WRITTEN REQUEST - Please pull every line of text from all the items below and reproduce each one exactly, leaving the pictures out of your answer.

===== PROVIDED RECORDS =====

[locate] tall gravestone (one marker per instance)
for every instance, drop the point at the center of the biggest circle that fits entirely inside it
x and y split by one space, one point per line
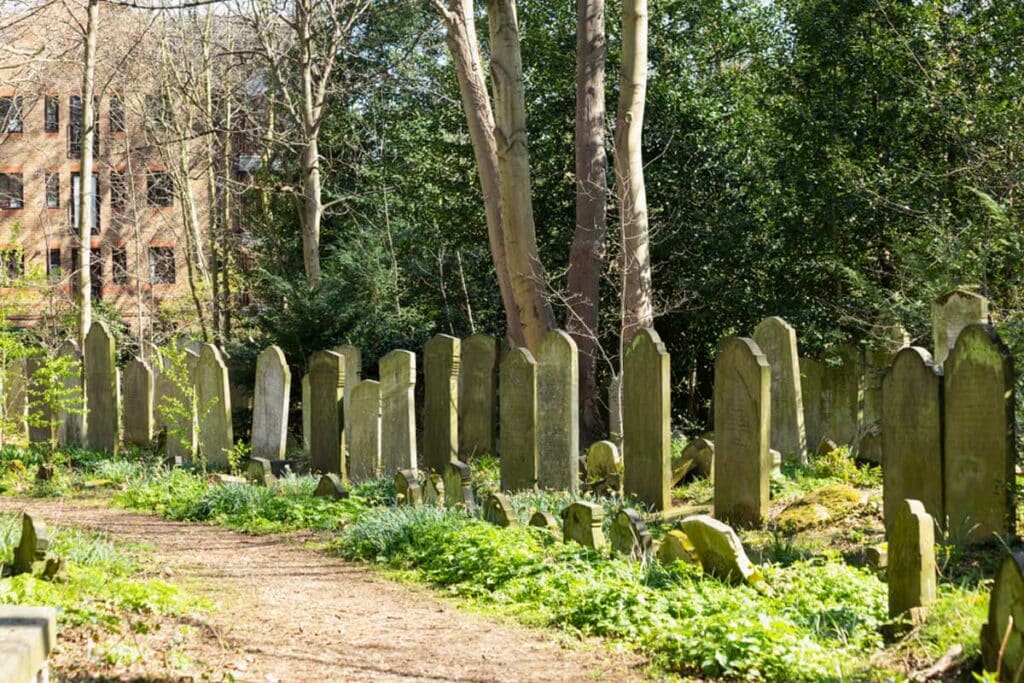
979 435
950 313
646 421
70 429
440 401
100 389
742 419
365 434
270 399
213 396
327 427
137 392
777 341
558 413
518 416
911 434
397 373
477 396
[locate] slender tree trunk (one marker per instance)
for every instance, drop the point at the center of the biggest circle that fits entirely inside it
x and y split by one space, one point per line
528 282
637 305
587 253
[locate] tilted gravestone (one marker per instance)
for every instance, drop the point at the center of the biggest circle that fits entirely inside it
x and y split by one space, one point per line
911 559
777 340
742 418
979 435
365 432
477 396
327 435
70 429
137 392
214 399
271 396
100 389
518 415
911 434
583 524
646 416
951 312
558 413
397 373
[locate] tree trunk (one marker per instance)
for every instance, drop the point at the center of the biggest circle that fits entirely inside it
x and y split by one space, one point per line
637 306
583 294
528 283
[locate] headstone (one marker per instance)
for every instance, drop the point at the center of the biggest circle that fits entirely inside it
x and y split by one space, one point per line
583 524
397 373
646 421
327 435
498 510
979 441
459 486
777 340
440 401
407 488
477 396
518 415
214 400
365 432
812 378
911 559
100 389
911 434
137 379
951 312
629 535
70 429
742 418
558 413
271 396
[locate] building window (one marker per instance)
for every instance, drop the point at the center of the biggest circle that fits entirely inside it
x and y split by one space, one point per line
10 115
159 188
162 269
51 114
117 115
11 191
52 189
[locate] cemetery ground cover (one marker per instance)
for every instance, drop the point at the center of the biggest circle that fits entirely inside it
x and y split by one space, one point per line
817 615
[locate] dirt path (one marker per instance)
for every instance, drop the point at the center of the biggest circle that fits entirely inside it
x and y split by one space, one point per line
289 613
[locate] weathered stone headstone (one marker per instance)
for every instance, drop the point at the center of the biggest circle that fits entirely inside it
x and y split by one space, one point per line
777 340
583 524
214 399
911 434
440 401
327 435
911 559
629 535
518 415
477 396
459 486
137 382
951 312
397 373
979 435
407 488
646 421
365 432
558 413
100 389
271 396
742 415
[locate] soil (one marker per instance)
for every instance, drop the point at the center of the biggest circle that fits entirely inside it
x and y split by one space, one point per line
285 612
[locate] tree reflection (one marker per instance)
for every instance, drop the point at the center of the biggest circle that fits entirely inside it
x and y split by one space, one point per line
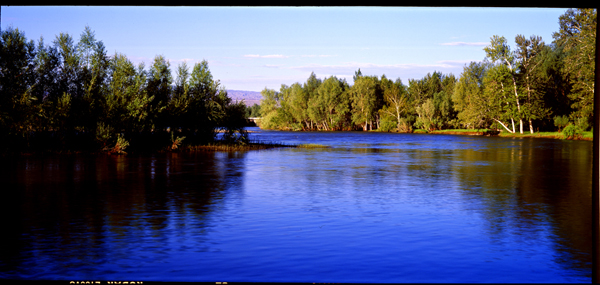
90 210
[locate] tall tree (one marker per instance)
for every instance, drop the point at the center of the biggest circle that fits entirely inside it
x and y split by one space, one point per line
528 54
577 38
396 100
159 87
17 74
363 94
468 97
499 51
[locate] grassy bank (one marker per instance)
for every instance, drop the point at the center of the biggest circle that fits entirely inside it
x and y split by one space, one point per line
550 135
224 146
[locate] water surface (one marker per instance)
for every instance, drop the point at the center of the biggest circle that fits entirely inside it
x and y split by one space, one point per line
373 207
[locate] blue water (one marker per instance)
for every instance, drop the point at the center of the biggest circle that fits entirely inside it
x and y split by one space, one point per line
372 208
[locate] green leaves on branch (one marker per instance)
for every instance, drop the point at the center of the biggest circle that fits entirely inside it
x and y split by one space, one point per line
75 92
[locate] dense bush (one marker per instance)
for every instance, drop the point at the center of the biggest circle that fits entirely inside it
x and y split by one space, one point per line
73 96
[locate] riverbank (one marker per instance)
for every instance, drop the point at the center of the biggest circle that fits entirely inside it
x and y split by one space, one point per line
588 136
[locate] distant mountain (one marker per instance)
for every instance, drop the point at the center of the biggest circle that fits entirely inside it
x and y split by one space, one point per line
249 97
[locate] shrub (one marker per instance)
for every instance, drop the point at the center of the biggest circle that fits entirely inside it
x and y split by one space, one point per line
387 125
560 122
572 132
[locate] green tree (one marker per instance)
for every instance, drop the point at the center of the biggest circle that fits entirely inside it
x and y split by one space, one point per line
576 37
310 87
397 102
269 105
364 96
528 54
17 74
499 51
499 101
159 87
468 98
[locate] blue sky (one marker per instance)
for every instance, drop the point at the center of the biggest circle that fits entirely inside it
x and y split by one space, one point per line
252 48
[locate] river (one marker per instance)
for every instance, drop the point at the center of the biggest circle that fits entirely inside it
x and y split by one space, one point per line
370 208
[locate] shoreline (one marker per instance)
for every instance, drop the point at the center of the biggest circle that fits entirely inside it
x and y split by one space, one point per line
463 132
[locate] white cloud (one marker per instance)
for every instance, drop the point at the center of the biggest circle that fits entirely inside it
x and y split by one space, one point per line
266 56
465 44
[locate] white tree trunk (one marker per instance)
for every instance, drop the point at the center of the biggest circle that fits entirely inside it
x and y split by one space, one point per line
513 131
530 127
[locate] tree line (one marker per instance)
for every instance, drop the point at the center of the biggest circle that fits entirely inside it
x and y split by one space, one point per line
533 86
73 95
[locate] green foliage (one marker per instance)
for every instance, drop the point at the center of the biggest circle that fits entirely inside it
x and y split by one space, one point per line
119 147
560 122
576 38
387 125
81 98
104 134
572 132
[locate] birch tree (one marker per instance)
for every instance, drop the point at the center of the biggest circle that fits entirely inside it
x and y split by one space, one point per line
499 51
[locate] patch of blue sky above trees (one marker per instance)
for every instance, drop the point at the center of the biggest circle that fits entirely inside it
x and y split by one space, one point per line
250 48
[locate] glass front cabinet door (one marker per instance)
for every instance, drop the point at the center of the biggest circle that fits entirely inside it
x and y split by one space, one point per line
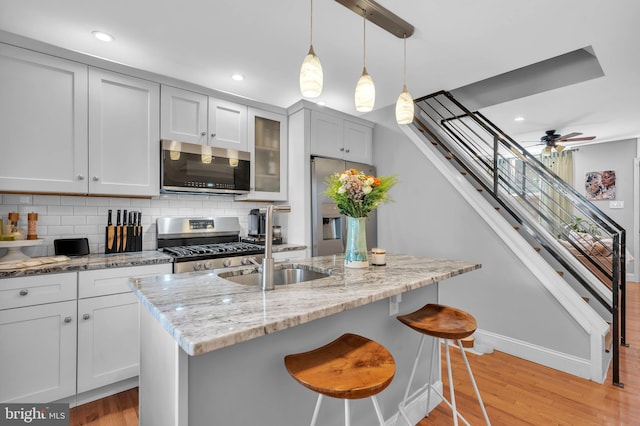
268 147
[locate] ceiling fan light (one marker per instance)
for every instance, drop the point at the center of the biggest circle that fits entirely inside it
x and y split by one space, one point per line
404 107
311 77
365 95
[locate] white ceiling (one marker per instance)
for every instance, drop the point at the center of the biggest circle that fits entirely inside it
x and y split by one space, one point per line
456 42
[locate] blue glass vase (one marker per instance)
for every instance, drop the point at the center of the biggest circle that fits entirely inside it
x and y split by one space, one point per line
355 254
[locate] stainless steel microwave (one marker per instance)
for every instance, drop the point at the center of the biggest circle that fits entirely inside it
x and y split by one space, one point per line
187 167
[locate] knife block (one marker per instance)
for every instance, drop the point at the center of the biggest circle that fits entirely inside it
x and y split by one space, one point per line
123 239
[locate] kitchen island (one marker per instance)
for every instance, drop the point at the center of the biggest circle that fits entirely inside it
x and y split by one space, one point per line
212 350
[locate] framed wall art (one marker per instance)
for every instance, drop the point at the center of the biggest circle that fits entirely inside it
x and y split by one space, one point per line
600 185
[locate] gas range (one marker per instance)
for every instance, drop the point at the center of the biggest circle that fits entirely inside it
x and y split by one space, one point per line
205 243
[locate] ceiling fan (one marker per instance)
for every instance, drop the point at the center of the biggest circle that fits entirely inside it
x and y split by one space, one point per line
551 139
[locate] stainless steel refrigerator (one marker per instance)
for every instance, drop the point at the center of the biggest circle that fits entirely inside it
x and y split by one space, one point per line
329 227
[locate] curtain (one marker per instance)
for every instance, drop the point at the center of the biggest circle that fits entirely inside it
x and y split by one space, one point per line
558 207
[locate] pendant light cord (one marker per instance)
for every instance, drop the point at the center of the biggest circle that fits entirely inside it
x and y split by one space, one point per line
364 38
404 70
311 25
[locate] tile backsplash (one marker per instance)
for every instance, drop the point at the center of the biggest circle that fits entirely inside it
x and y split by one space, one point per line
61 216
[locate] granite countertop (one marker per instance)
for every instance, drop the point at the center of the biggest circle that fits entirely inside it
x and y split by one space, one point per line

=====

EXERCISE SOLUTION -
[locate] tall gravestone (one marker per instance)
for every instance, drop the point at the center of the biggest circle that fits entirely inside it
x and y split by one space, one point per line
979 435
950 313
646 421
70 429
440 401
100 389
742 419
365 434
270 399
213 396
327 427
137 392
777 341
558 413
518 416
911 434
397 373
477 396
[locate] slender tree trunk (one marker per instance)
for every instance, drop the point at the center of the biggest circle that fits entirely inside it
x and y split by one space, one point per line
528 282
637 305
587 253
[locate] tilted gravestone (one marker per instance)
for every instance, drop the point at the center of the biggest circle that fits entirely inside it
x and y split by one space, one point per line
911 559
777 340
742 418
979 435
365 432
477 396
327 435
70 429
137 392
214 399
271 396
100 389
518 415
911 434
583 524
646 416
951 312
558 413
397 373
[locate] tree trunk (one marker per instance)
for every instance, drop the point at the center of the biggest circle that fits entirely inside it
x and y split by one space, one point per line
637 306
583 294
528 283
[locate] headstone (one marker per instance)
for every instance, drop the point at the center of the biggest circle that fits entirely inside it
x and y split by one space, one point per line
583 524
397 373
646 421
327 435
498 510
979 441
459 486
777 340
440 401
407 488
477 396
518 415
214 400
365 432
812 378
911 559
100 389
911 434
137 379
951 312
629 535
70 429
742 418
558 413
271 396
[locate] building window (one marker per instance)
for every instance, drop the point at the center of the biggest circle that fits entirely inside it
x and y split by one space, one point per line
10 115
159 188
162 269
51 114
117 115
11 191
52 189
[locate] cemetery ground cover (one marker per instance)
for every instance, drop the point at the center of the biggest circle that fits entirely inside it
x and y split by one space, one point per line
817 615
[locate] dirt path (one marker per instance)
for every instance, drop the point at the center of the biggest circle that fits entirely inside it
x and y split by one space, one point per line
289 613
[locate] weathered stone headstone (one marker per instance)
for every instance, drop the point at the center of the biggest circle that fits entirely inside it
x and y split by one space, one point per line
777 340
583 524
214 399
911 434
440 401
327 435
911 559
629 535
518 415
477 396
459 486
137 382
951 312
397 373
979 435
407 488
646 421
365 432
558 413
100 389
271 396
742 415
[locate] soil (one marker per instance)
for every instance, drop the point at the center of the biggest circle that fits entirely inside it
x and y split by one space, one point per line
285 612
[locate] tree reflection (one marker per instance)
for every instance, drop the point at the center of the biggest circle that fits entirely inside it
x and y split by one space, one point per line
90 210
[locate] tall tree (one marker per instance)
for every instance, drop the point at the center of the biggest circle that fits entirely inside it
x and y split by one space, one point per line
528 54
577 38
396 100
159 87
17 74
363 94
468 97
499 51
[locate] grassy bank (one marker per instance)
for every instance, drop the point at the center of the biggest circle that fits entirely inside it
x and y split by one space, one point per line
550 135
224 146
[locate] water surface (one marker per instance)
for every instance, drop the point at the center of the biggest circle that fits entirely inside it
x and y split by one space, one point per line
373 207
[locate] blue water (one marker per instance)
for every instance, drop the point at the center of the biggest circle that fits entirely inside it
x and y split by one space, one point per line
372 208
[locate] green leaves on branch (one marker per instance)
for every instance, drop the point at the center of the biggest circle that fits entirely inside it
x and y split by one space, one point per line
75 92
[locate] dense bush (one marker per instance)
for every instance, drop the point at the center of the biggest circle that fits entirely inside it
x and y split by one space, one point per line
73 96
[locate] riverbank (one marker per instance)
for every instance, drop the point at the center of the biggest circle that fits entirely inside it
x and y split by one space, one point per line
588 136
[locate] distant mountain (one marker per instance)
for every instance, drop the point at the center of the biggest circle that fits entirely inside it
x and y split by one space, one point per line
249 97
[locate] shrub (one marker per instance)
for every instance, drop the point at the center of the biggest circle that fits entirely inside it
x and y split by one space, one point per line
387 125
560 122
572 132
[locate] green tree (one marker per instance)
for every instance, drop the point at the center of the biggest circle that fits entirely inside it
x and y split by one space, one point per line
576 37
310 87
397 102
269 105
364 96
528 54
17 74
499 51
499 101
159 87
468 98
[locate] blue sky (one marker per instance)
for every instance, drop the point at the center of the biggest circle that fits entirely inside it
x and y split by one space, one point per line
252 48
[locate] river (one marker per instance)
for every instance, drop the point at the center of the biggest circle that fits entirely inside it
x and y split by one space, one point per line
370 208
[locate] shoreline (one marker per instance)
for every instance, drop the point at the center of the biggest circle that fits entirely inside it
x and y split by one space, one point per line
463 132
[locate] white cloud (one marker per instance)
for every instance, drop the point at the center of the biggest circle that fits entirely inside it
x and y split by one space, one point per line
266 56
465 44
[locate] white tree trunk (one marker per instance)
for every instance, drop the point at the center of the biggest circle that fits entirely inside it
x and y split by one space, one point per line
513 131
530 127
[locate] tree line (one marker per instance)
for every instance, drop the point at the center of the biggest circle that fits entirely inside it
x and y split by one space, one point per line
533 86
73 95
[locate] green foliage (one marker per instance)
for every instance, drop the point at the center of the biggest circle that fits entirely inside it
x and y split by one space, one point per line
119 147
560 122
576 38
387 125
81 98
104 134
572 132
[locate] birch tree (one marker per instance)
for every instance, drop the point at the center of the biggest circle that fits entirely inside it
x and y split by one space, one point per line
499 51
[locate] patch of blue sky above trees (one marker per instance)
for every instance, drop the point at the center of the biggest circle that fits entirely inside it
x and y split by one space, one point per line
250 48
[locate] glass front cabinet door (one marker per instance)
for every instance, drop the point at the center of the biggest circle that fits entirely inside it
x and y split by one space, one point per line
268 147
[locate] ceiling fan light (one marker per instance)
for every instance, drop the point at the center of the biggest circle that fits entirely inside it
x and y split by one space, one point per line
404 107
311 77
365 95
[locate] white ceiling (one marker per instance)
for every instance, drop the point at the center of the biggest circle that fits entirely inside it
x and y split by one space, one point per line
456 42
[locate] blue glass vase (one marker per instance)
for every instance, drop the point at the center of the biggest circle that fits entirely inside it
x and y split by one space, one point per line
355 254
[locate] stainless steel microwave (one marker per instance)
for every instance, drop the point at the center of the biggest circle that fits entirely inside it
x and y split by one space, one point per line
187 167
[locate] knife block (one marker per instance)
for every instance, drop the point at the center of the biggest circle that fits entirely inside it
x and y split by one space, one point per line
123 239
[locate] kitchen island (one marker per instance)
for every instance, drop the point at the center of the biggest circle that fits entirely inside it
x and y split by one space, one point per line
212 350
[locate] framed wall art (one marker per instance)
for every instance, drop the point at the center of the biggest circle that fits entirely inside it
x and y split by one space, one point per line
600 185
[locate] gas range (one marker per instance)
for every instance, drop the point at the center of the biggest circle that fits entirely inside it
x and y split by one space, one point per line
205 243
[locate] ceiling fan (one marker per instance)
for every instance, drop the point at the center of the biggest circle that fits entirely inside it
x and y split by one space, one point per line
551 139
[locate] stainless steel refrigerator (one marker per instance)
for every instance, drop the point at the center of the biggest circle that fits entirely inside it
x and y split by one space, one point per line
329 227
[locate] curtain (one marker per instance)
for every instance, drop the point at the center of the biggest circle that fits entirely inside it
x and y split by one space, one point per line
558 207
[locate] pendant light cord (one marker per instance)
for every instance, drop the point at the center of the biggest circle that fits entirely inside it
x and y split by one space, one point per line
364 38
404 70
311 25
[locate] tile backsplash (one marker per instance)
for every instance, drop the point at the center of the biggest circle that fits entirely inside it
x and y split by one space, one point per line
61 216
[locate] granite countertop (one marker per instance)
for every instance, drop the point at the center of the biggest circle that fits entirely inside it
x and y split by one space, one point per line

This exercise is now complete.